■ PASSAGE
*****

White House Announces Acting Agency Leadership Until Nominees Confirmed

January 20, 2021 by Dan McCue
The White House on Sunday, Jan. 10, 2021. (Photo by Dan McCue)

WASHINGTON – Just hours after the President Joe Biden was sworn into office, White House officials announced the acting agency leadership that will assist the new administration in the next phase of the transition of government.

These individuals, nearly all of whom are career civil servants, will temporarily lead federal agencies while Cabinet nominees continue moving through the confirmation process. 

“Day One is always going to be the riskiest” when it comes to uncertainty about who’s in charge, or the new people missing news of some critical event during an agency transition, said Paul C. Light, a professor of public service at New York University, told the Associated Press.

One example, he said, would be scientists in the ranks learning of some vital development in the spread of the coronavirus pandemic or development of vaccines.

“As sure as we’re talking here, these things happen,” Light said. “It’s a very dense hierarchy and there are no alarm bells.”

Across Cabinet-level agencies, most political appointees of the old administration turned in resignations by Inauguration Day, following tradition.

Before leaving office, President Donald Trump had amended the orders of succession at some agencies, including the Environmental Protection Agency, in ways that changed which career staffer was in charge after all the political appointees left.

*****

■ DATASET RECORDS

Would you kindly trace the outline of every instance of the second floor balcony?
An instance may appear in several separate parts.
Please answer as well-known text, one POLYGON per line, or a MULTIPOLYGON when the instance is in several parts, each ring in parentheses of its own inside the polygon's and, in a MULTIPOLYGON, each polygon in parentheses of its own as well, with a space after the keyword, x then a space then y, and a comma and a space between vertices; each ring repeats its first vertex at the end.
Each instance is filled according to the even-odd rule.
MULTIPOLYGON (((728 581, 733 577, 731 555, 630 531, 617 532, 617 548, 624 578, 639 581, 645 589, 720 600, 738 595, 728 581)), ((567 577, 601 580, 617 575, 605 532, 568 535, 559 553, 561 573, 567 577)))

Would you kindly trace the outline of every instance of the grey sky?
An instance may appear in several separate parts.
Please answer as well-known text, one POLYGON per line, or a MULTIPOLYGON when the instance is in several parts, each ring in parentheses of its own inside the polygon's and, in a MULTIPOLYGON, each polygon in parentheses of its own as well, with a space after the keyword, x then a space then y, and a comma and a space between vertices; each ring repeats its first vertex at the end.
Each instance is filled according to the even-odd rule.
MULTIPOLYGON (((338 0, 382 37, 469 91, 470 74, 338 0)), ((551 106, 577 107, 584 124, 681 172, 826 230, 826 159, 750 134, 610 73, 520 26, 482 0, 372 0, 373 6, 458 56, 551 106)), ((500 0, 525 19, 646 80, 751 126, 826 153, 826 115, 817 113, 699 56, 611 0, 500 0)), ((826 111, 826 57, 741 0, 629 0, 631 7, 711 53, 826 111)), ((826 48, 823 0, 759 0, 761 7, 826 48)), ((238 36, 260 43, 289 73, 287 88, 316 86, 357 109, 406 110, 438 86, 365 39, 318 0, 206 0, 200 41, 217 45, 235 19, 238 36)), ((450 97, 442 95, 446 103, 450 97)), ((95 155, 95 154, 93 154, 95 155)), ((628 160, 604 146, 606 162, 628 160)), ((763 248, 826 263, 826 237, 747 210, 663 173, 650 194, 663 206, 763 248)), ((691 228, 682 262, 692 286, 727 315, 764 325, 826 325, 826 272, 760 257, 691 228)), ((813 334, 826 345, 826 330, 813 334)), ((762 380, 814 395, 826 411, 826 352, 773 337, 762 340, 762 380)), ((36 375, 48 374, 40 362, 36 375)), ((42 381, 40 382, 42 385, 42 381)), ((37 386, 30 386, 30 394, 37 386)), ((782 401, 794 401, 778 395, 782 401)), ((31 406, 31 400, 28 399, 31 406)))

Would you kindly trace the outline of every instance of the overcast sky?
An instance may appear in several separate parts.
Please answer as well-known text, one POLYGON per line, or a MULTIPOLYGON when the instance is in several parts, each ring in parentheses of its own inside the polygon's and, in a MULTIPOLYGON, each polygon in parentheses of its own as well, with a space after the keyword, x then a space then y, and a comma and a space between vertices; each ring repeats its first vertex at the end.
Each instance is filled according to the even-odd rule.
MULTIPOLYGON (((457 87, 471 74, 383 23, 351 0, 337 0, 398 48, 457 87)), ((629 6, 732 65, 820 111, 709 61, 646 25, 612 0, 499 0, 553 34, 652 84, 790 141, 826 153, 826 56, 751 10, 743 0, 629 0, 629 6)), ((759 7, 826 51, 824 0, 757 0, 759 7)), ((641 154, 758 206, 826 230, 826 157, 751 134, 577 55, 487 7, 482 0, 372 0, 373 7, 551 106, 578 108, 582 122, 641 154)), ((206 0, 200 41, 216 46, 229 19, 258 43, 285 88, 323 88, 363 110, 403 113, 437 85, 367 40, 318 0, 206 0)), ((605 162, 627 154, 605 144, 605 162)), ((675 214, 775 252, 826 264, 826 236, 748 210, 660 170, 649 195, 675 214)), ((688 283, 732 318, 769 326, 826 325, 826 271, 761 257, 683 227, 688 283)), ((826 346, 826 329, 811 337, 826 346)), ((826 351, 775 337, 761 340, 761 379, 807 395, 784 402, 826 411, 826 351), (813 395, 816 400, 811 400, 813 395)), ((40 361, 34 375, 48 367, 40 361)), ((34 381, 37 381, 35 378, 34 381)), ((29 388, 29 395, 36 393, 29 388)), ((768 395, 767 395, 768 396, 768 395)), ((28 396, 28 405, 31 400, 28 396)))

*****

■ ASSIGNED TASK
In the article on acting agency leadership, what did President Donald Trump amend at some agencies before leaving office?

■ SOLUTION TO THE PROBLEM
He amended the orders of succession.